Aim => Reproduce the rows below word for word, from the line containing "In the photo above, where can the teammate" through the last row.

==========

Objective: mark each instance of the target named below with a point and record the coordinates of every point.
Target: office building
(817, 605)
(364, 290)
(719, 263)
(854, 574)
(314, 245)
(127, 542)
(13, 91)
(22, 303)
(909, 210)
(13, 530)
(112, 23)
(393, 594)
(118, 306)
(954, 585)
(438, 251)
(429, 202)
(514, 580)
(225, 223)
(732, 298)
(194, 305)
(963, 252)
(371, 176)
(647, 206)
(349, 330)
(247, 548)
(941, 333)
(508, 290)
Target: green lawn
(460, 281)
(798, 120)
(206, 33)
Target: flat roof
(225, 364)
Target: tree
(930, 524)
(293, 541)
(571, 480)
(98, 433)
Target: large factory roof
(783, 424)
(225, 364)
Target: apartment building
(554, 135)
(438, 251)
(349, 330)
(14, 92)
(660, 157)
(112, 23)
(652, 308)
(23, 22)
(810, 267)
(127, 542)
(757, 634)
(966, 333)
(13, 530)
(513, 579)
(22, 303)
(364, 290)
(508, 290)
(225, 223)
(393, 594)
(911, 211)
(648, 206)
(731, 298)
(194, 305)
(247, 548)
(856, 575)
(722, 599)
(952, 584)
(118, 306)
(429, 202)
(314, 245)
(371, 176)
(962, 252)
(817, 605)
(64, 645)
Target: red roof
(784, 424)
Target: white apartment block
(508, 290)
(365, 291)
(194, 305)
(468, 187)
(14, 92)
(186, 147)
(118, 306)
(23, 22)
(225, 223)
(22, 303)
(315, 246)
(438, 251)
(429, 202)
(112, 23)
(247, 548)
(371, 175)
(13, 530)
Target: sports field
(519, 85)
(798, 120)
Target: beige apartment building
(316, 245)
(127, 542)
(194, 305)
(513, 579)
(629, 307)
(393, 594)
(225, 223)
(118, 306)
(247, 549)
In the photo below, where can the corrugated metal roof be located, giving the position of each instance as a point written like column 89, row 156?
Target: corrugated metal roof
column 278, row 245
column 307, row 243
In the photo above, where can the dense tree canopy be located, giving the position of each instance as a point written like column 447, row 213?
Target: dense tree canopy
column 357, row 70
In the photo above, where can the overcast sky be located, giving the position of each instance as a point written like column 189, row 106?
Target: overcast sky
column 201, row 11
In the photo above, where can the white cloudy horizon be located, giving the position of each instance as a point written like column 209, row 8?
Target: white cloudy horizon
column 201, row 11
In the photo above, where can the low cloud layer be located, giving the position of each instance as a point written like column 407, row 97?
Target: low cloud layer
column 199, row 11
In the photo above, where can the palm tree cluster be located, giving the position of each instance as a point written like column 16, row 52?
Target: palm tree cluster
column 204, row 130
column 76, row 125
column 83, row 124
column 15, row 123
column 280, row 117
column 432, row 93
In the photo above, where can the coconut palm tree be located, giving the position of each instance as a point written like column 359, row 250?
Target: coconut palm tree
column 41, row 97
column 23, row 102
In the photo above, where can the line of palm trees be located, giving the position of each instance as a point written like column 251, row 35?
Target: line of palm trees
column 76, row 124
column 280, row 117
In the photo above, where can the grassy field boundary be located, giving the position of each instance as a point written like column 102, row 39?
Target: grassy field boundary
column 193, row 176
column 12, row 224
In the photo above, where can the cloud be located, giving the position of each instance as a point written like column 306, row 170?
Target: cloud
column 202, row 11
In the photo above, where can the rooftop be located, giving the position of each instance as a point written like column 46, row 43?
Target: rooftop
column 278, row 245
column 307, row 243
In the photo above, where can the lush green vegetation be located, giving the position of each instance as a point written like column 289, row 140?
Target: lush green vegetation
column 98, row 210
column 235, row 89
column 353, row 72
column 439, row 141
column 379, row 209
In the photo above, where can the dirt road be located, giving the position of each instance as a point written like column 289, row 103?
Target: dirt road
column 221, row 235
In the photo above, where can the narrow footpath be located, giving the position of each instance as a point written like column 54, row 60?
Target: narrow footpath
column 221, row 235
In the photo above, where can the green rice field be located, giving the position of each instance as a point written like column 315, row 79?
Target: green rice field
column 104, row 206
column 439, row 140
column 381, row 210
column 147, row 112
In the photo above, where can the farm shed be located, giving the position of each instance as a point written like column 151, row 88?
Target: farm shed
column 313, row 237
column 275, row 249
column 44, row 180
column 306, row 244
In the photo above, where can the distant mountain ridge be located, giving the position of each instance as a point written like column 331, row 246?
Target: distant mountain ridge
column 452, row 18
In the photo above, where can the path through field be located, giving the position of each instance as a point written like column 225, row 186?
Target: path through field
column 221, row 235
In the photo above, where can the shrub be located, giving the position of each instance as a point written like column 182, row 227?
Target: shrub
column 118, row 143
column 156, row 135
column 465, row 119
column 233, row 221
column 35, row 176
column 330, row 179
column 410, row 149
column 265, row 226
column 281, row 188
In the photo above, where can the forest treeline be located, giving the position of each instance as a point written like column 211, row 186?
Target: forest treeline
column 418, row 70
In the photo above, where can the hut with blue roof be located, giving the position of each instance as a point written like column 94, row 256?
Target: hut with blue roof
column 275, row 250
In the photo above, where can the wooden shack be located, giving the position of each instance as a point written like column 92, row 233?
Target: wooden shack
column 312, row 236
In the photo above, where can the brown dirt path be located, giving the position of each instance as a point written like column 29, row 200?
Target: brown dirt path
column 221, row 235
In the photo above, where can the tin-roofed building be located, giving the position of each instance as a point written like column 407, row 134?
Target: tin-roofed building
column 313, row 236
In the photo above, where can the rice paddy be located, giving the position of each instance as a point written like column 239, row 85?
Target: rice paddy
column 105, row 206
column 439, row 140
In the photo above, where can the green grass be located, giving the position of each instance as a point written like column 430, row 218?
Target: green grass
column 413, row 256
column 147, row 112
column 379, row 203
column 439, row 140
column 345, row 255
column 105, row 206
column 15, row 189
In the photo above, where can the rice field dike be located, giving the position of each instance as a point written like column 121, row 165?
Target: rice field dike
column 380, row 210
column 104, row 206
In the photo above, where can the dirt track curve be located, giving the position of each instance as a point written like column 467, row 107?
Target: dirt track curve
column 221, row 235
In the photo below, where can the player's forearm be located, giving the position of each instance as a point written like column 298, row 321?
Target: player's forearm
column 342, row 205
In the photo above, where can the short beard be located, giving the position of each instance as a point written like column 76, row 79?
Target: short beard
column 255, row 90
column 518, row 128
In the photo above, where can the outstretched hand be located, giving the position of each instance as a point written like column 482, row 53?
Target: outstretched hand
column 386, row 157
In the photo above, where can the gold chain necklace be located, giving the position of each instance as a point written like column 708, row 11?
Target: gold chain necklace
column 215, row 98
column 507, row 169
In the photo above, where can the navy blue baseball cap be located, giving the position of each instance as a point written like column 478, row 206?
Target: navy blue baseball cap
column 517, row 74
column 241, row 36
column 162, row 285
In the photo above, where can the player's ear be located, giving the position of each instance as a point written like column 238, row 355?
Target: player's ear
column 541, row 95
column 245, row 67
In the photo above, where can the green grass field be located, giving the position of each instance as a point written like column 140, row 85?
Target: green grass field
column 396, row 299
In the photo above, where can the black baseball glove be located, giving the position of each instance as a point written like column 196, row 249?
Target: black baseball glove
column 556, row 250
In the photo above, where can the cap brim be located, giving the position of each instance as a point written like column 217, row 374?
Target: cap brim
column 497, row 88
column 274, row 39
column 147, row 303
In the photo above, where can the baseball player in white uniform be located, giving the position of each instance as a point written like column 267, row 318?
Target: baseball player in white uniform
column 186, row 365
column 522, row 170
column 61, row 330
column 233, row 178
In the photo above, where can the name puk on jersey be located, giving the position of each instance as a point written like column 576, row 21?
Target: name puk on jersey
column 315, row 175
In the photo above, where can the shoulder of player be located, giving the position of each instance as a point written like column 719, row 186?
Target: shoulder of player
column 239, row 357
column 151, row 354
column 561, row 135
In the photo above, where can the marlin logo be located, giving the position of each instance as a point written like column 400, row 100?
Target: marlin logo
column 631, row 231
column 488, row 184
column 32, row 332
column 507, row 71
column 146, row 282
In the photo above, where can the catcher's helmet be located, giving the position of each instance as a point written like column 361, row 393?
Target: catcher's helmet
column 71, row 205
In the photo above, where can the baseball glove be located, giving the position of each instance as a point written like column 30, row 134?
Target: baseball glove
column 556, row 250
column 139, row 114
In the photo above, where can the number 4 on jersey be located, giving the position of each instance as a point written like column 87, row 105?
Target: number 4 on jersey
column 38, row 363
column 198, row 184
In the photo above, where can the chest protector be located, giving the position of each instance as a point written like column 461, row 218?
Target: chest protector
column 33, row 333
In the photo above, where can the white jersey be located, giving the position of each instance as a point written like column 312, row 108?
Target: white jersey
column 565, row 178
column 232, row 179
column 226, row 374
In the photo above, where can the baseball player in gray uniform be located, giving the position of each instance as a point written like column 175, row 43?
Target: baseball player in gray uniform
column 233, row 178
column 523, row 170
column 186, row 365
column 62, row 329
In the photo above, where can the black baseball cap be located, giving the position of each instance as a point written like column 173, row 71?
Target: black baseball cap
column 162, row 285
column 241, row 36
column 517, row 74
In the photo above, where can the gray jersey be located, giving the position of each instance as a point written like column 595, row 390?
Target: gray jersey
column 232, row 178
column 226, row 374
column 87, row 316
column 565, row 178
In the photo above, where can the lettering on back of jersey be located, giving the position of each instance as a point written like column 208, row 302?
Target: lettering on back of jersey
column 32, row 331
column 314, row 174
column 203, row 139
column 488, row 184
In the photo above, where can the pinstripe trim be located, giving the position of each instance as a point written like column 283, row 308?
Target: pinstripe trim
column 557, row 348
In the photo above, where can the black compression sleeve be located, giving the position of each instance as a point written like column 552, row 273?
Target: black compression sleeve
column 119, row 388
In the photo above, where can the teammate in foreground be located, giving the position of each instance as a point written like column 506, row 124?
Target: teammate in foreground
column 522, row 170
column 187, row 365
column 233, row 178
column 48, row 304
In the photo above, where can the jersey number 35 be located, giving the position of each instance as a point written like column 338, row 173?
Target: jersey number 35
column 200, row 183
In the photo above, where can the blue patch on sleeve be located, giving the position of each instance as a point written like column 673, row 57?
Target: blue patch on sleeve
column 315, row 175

==========

Problem solution =>
In the photo above, where can the teammate in foreground be located, giving the position of each instance as a point written like column 506, row 124?
Target: teammate in foreground
column 522, row 170
column 187, row 365
column 233, row 178
column 48, row 304
In the photo above, where can the jersey number 35 be located, giving the position of each instance as a point written like column 338, row 173?
Target: jersey number 35
column 200, row 183
In the photo above, where can the blue patch on sleeve be located, giving the position of each instance as a point written like column 673, row 57?
Target: blue patch on sleeve
column 315, row 175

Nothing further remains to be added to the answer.